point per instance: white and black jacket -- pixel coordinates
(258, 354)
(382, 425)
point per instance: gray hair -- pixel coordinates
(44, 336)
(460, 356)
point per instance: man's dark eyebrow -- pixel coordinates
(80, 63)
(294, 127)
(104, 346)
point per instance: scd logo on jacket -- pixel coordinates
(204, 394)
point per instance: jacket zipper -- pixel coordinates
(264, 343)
========
◆ **TASK DETAILS**
Your task is to transcribe exactly the lines from the one with "point per instance: gray" through the end of the data, both included, and nothing besides.

◆ **REPLY**
point per instance: gray hair -- pixel coordinates
(44, 336)
(460, 356)
point per instance: man's dark eyebrow -- pixel coordinates
(80, 63)
(294, 127)
(104, 346)
point per instance: scd logo on jacket -- pixel coordinates
(204, 394)
point per instance: jacket zipper -- pixel coordinates
(264, 343)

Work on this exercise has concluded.